__PROBLEM DETAILS__. Render the listing as a JSON list of strings, one string per line and no blank lines, from its first line through the line containing "box: [69, 54, 92, 63]", both included. Omit the picture.

__SUPPLIED ENTRIES__.
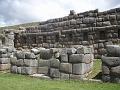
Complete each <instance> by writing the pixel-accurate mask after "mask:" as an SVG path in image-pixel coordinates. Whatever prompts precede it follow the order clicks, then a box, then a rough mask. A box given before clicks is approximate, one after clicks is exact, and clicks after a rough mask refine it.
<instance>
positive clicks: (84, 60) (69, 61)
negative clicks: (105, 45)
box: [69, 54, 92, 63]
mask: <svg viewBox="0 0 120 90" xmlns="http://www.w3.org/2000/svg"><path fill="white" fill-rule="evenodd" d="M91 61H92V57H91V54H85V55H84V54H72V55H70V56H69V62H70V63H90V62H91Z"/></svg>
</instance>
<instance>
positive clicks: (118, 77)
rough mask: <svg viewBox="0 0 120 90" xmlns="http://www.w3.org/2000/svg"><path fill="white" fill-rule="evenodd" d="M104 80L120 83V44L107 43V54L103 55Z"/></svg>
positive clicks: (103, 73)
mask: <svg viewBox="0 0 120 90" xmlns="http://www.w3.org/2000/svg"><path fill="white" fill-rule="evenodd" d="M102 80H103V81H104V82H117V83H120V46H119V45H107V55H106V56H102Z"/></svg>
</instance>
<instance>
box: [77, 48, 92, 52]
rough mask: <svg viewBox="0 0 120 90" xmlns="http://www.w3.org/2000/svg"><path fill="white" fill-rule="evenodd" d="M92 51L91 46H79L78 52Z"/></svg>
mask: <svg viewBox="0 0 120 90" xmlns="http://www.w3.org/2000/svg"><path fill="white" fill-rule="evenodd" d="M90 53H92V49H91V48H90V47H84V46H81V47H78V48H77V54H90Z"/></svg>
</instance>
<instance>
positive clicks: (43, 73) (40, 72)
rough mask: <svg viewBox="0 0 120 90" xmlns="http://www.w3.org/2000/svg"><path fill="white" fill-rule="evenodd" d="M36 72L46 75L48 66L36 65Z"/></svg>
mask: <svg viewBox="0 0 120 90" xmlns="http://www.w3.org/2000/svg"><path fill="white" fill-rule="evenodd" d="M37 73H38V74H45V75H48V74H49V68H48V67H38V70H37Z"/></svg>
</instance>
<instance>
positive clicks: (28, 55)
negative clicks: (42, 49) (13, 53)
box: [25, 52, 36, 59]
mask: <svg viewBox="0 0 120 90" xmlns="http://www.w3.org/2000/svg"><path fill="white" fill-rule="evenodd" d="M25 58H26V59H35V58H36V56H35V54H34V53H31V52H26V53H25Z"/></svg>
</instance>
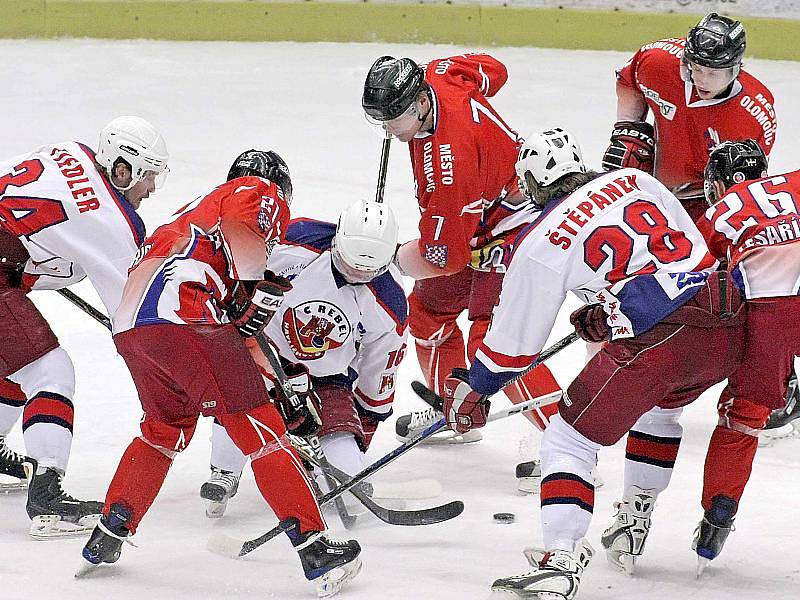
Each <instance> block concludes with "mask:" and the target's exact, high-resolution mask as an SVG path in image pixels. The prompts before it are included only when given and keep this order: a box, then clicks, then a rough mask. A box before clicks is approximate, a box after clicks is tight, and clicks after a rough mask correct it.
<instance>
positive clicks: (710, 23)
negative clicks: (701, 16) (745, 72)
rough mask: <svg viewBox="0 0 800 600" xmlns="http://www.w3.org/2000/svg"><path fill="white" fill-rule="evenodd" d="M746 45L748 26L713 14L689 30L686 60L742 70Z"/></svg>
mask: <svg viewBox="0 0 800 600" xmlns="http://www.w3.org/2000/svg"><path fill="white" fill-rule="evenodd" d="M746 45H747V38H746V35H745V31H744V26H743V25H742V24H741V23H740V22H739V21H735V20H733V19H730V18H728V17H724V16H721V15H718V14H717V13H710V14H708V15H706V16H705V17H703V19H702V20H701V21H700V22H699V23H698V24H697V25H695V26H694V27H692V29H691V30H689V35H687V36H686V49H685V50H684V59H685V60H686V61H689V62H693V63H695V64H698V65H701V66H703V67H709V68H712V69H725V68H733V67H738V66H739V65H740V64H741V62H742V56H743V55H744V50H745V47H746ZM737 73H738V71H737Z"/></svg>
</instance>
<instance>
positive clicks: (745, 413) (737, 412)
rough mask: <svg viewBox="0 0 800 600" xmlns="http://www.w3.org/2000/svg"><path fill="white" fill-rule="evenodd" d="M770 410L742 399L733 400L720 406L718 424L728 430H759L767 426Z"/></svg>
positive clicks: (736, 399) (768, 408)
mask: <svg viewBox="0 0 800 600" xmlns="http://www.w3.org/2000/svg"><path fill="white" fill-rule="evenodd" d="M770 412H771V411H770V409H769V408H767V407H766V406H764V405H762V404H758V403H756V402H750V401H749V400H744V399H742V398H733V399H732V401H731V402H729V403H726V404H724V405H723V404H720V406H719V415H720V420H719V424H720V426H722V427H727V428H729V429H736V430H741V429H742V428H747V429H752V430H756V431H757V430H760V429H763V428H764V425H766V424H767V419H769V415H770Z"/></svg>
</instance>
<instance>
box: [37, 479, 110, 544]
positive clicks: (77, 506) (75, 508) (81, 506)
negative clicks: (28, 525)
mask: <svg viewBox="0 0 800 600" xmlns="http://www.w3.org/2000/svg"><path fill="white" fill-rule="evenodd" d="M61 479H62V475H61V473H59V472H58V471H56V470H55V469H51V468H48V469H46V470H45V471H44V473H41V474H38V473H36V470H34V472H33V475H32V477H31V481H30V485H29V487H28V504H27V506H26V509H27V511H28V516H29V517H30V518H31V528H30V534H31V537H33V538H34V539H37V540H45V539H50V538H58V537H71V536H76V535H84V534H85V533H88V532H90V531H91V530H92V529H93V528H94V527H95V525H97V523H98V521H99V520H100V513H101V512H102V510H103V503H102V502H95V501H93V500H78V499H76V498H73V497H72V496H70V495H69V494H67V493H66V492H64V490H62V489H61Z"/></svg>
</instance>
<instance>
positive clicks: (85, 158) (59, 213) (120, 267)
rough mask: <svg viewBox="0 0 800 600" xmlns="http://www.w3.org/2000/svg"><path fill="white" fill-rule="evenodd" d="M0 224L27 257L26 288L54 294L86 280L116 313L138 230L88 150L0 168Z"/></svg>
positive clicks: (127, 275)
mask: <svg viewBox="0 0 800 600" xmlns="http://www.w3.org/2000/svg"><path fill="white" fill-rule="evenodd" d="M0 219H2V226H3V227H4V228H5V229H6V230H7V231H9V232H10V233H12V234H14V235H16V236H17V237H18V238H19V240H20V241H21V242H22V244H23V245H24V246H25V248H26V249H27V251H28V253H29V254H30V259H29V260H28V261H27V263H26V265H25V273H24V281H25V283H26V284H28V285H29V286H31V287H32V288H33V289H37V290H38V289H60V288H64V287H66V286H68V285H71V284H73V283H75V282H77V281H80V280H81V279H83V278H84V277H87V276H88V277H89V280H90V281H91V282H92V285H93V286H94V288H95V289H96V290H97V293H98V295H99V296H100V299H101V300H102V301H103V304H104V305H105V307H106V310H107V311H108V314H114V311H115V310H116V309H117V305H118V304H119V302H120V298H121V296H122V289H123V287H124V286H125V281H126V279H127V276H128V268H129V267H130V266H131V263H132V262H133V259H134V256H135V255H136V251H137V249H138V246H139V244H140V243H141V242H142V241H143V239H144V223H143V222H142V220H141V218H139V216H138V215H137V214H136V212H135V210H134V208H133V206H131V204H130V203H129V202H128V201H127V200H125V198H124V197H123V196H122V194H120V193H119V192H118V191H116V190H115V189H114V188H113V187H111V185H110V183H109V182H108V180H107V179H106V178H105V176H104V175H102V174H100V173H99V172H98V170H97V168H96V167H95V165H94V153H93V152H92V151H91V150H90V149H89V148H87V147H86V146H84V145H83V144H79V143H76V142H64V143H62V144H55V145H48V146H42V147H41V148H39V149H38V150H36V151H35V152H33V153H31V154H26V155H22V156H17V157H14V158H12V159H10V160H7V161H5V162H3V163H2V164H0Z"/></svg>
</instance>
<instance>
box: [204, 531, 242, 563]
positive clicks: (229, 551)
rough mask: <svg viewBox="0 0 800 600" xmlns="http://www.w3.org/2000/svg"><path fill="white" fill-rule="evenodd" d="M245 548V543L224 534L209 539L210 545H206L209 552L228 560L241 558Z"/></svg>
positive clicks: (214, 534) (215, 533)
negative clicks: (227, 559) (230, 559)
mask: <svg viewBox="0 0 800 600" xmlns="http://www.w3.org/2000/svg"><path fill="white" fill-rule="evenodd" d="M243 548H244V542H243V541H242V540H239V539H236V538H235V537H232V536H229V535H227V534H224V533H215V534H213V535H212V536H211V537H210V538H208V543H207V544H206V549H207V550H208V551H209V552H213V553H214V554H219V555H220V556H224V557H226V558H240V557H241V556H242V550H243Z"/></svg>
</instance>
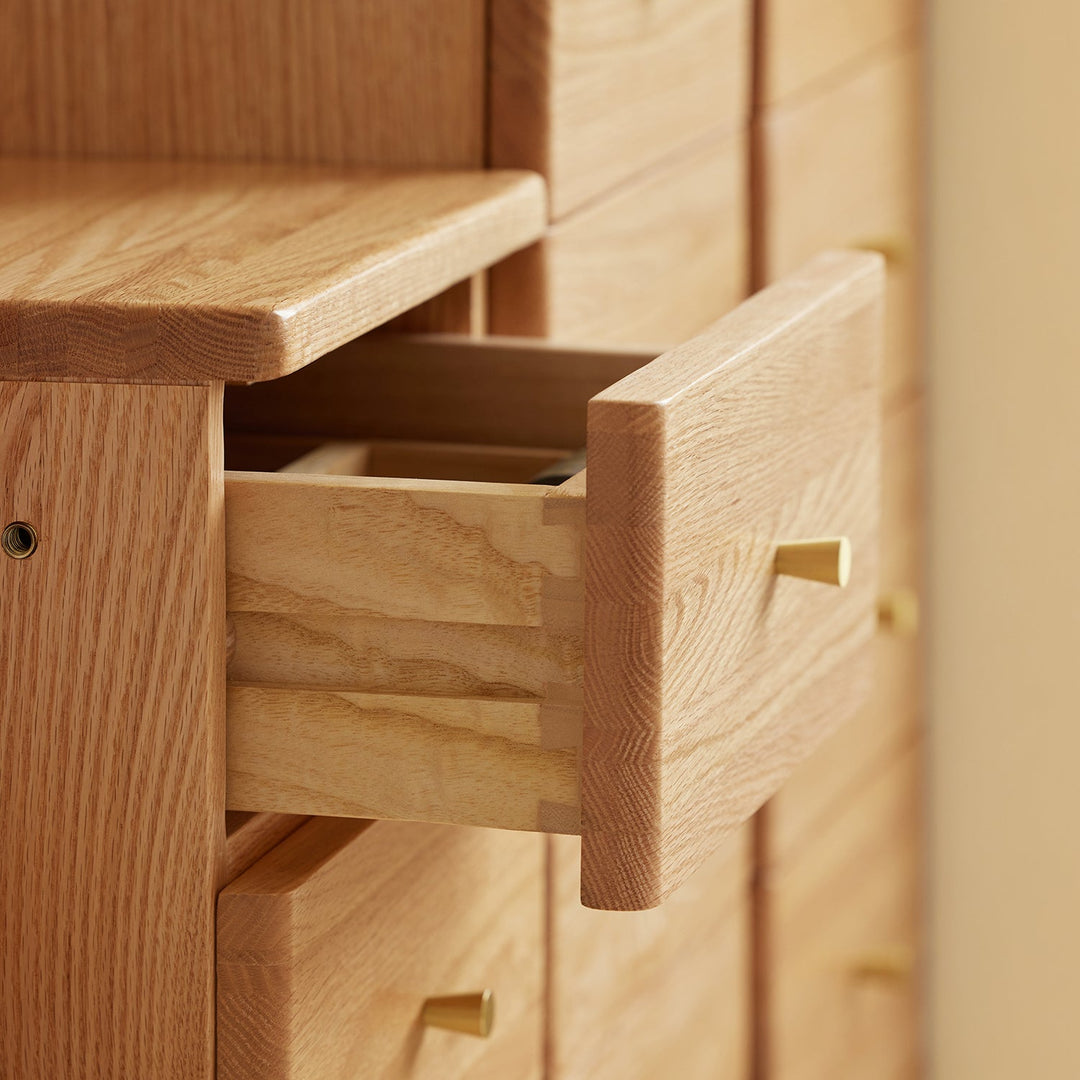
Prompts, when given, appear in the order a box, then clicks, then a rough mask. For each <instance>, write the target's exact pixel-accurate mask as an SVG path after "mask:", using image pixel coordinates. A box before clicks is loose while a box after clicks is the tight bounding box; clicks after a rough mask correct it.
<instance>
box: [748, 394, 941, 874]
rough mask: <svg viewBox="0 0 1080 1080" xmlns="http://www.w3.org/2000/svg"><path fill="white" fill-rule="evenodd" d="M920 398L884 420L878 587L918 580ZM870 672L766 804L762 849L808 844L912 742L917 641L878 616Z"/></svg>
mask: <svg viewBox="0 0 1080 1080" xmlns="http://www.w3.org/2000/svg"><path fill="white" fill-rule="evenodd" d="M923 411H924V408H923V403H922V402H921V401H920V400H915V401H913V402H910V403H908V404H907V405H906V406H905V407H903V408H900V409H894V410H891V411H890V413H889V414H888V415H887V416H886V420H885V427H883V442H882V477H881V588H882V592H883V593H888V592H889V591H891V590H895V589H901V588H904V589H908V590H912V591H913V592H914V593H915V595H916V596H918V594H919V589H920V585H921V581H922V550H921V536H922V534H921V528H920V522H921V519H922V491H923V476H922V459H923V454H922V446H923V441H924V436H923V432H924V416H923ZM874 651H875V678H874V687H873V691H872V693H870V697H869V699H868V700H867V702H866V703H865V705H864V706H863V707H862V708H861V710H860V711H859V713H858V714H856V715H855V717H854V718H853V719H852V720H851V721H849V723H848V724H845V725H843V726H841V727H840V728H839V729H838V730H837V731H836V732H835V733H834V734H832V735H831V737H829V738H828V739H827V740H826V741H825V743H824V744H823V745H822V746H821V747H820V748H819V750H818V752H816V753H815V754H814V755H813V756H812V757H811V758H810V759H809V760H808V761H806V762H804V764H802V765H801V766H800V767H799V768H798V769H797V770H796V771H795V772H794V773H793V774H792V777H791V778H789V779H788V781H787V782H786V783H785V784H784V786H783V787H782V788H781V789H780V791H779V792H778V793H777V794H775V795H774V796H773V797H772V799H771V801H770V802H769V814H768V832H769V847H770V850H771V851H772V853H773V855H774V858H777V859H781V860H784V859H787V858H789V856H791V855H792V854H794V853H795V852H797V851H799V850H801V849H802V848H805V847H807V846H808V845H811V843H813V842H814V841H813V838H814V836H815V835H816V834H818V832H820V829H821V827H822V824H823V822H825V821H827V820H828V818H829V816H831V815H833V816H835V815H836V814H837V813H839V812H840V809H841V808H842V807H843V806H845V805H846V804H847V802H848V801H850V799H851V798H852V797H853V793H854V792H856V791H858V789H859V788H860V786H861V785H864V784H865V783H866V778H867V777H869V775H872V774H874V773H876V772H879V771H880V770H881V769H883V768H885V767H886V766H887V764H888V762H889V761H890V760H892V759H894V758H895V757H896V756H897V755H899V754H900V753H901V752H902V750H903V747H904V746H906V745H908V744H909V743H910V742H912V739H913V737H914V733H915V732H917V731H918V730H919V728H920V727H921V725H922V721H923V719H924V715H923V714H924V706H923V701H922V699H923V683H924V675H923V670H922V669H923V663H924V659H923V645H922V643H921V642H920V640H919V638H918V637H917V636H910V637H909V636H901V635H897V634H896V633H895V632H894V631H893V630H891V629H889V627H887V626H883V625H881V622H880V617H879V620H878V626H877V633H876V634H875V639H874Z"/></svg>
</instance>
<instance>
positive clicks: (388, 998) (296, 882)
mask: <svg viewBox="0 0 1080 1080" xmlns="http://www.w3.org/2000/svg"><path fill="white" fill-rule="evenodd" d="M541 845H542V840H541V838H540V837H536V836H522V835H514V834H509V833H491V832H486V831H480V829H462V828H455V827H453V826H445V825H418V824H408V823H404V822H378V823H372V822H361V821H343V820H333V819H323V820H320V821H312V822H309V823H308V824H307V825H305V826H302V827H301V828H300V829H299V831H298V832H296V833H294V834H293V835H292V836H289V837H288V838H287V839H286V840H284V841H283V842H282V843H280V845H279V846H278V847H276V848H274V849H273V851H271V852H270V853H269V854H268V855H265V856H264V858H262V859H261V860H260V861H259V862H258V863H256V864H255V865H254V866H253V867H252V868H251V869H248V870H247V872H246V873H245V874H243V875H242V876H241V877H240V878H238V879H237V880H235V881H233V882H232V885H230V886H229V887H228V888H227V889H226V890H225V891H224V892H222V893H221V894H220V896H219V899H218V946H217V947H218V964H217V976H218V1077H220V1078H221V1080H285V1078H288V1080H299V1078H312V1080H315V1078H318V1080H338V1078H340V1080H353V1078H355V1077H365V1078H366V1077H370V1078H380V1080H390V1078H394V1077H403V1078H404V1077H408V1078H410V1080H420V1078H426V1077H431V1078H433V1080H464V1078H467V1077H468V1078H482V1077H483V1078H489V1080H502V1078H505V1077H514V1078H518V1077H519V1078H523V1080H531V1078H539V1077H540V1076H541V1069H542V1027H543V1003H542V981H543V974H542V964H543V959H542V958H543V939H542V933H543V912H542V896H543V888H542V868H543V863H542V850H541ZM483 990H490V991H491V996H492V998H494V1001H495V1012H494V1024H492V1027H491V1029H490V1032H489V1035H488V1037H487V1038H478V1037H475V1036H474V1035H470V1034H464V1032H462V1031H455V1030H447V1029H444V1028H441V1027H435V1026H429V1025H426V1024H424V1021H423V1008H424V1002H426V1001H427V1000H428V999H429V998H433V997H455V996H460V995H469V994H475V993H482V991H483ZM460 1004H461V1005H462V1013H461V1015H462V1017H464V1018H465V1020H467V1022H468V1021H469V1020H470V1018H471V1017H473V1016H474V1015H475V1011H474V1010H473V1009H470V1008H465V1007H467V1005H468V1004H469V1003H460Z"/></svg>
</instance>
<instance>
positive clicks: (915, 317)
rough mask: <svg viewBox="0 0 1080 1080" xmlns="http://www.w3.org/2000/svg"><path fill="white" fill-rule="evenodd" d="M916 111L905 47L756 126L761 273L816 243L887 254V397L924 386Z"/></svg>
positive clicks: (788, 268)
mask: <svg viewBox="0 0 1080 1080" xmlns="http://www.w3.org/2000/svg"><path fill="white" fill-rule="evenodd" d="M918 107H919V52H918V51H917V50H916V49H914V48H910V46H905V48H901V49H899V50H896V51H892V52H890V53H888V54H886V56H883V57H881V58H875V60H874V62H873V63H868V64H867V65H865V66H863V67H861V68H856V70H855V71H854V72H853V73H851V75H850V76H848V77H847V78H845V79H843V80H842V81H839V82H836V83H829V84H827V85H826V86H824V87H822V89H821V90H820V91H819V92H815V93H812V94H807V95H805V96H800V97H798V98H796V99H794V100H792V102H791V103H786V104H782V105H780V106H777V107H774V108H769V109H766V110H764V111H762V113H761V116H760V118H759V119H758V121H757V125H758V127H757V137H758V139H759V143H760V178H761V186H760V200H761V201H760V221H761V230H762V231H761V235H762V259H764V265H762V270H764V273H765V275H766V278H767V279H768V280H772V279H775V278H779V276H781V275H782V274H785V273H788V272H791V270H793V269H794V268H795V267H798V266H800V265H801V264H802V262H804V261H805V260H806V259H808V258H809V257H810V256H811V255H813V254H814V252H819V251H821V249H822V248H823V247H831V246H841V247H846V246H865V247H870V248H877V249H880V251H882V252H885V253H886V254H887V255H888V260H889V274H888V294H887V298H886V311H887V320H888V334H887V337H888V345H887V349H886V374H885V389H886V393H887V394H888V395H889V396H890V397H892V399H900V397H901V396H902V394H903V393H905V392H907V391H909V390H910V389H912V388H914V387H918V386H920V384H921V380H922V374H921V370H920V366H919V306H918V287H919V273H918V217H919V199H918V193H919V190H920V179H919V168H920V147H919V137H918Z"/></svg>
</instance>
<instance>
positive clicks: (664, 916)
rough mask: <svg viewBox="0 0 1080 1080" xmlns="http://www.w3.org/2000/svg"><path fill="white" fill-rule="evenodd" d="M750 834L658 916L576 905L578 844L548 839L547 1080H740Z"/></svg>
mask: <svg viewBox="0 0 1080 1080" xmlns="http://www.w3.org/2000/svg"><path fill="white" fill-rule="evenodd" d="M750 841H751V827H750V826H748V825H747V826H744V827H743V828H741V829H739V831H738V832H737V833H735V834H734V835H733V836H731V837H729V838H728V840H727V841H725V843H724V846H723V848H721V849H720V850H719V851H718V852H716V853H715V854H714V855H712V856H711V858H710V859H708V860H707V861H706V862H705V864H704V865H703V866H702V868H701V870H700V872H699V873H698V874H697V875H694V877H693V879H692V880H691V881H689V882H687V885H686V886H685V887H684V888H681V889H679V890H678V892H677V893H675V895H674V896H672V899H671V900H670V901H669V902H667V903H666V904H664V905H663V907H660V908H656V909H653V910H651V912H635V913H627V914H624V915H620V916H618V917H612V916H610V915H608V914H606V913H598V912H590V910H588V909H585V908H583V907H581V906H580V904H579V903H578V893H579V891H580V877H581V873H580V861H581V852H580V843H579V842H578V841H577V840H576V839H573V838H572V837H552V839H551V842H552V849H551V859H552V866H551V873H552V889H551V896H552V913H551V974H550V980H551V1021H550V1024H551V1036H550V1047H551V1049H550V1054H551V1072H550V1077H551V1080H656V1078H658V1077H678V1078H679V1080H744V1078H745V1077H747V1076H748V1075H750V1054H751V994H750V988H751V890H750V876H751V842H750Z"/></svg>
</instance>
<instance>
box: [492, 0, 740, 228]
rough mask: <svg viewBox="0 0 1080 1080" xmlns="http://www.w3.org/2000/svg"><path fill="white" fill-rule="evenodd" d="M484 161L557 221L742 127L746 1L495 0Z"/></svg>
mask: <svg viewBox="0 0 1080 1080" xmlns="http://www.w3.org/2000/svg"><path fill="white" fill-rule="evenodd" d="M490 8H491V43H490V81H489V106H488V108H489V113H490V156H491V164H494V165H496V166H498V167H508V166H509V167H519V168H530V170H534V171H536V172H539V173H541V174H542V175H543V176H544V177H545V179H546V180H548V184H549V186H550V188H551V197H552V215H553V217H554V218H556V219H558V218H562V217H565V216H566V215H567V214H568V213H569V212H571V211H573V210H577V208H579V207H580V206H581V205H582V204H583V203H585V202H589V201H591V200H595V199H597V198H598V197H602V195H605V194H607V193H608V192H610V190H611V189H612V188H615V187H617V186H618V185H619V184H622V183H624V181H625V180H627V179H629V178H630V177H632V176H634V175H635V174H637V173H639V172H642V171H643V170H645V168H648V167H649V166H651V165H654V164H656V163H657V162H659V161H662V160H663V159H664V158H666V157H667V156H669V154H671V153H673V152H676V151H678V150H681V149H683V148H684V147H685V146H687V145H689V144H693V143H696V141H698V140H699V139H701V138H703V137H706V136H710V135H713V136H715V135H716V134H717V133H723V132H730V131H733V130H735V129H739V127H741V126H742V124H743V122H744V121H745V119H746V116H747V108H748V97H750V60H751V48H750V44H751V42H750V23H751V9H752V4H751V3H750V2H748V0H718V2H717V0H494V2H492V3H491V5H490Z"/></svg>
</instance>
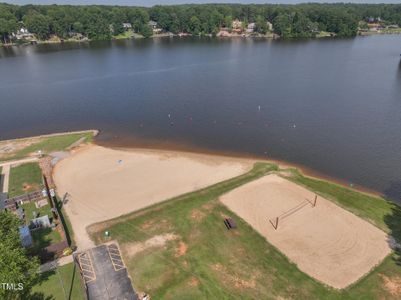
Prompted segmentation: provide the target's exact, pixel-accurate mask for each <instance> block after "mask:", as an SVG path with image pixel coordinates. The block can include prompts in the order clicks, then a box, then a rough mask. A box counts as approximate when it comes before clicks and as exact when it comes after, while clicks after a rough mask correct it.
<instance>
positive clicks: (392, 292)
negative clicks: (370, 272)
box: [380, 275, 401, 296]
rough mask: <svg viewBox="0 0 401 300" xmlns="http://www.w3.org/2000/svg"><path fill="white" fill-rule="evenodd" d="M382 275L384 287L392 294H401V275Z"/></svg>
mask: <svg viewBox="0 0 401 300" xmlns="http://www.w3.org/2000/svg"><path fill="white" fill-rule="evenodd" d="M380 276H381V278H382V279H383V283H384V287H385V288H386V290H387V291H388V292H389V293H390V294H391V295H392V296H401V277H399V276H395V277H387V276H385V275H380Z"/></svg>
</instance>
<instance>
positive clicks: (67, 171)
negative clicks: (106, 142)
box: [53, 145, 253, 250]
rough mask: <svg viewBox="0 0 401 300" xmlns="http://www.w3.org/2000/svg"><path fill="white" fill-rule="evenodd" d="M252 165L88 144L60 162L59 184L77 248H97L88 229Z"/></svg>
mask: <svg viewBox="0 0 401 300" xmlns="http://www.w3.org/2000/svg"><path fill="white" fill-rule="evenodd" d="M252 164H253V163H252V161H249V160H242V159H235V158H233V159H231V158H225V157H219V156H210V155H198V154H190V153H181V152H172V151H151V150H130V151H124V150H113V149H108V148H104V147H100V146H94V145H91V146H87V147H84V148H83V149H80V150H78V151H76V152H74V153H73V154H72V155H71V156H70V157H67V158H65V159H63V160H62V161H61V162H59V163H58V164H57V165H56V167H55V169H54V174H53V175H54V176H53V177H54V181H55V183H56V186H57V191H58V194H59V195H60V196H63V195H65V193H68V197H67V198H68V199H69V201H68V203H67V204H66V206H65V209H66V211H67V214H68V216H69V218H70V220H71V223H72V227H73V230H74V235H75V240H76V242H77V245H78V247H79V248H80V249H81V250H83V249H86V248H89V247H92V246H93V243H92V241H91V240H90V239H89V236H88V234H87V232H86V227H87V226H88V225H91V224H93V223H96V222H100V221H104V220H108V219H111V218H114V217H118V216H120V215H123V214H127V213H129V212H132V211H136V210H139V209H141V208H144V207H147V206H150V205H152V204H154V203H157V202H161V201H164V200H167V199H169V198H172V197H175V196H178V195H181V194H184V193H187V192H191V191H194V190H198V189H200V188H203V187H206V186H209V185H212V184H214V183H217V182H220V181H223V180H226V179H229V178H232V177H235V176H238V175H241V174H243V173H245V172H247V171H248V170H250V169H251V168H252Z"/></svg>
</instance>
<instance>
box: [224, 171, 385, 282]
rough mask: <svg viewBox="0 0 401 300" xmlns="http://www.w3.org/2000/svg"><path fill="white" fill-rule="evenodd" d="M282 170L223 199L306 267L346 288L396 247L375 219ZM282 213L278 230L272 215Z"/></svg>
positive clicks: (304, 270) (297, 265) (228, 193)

__EXPECTED ANSWER__.
[
  "Complete each <instance> by writing the pixel-accurate mask after \"mask:\" as an SVG path in image-pixel coordinates. Whatever prompts precede it follow the order clicks, then a box, then a rough mask. A box given before clicks is approximate, one after clicks is exact, and clicks after a rough mask refine it.",
  "<instance>",
  "positive clicks: (84, 60) (69, 61)",
  "negative clicks: (105, 45)",
  "box: [69, 54, 92, 63]"
]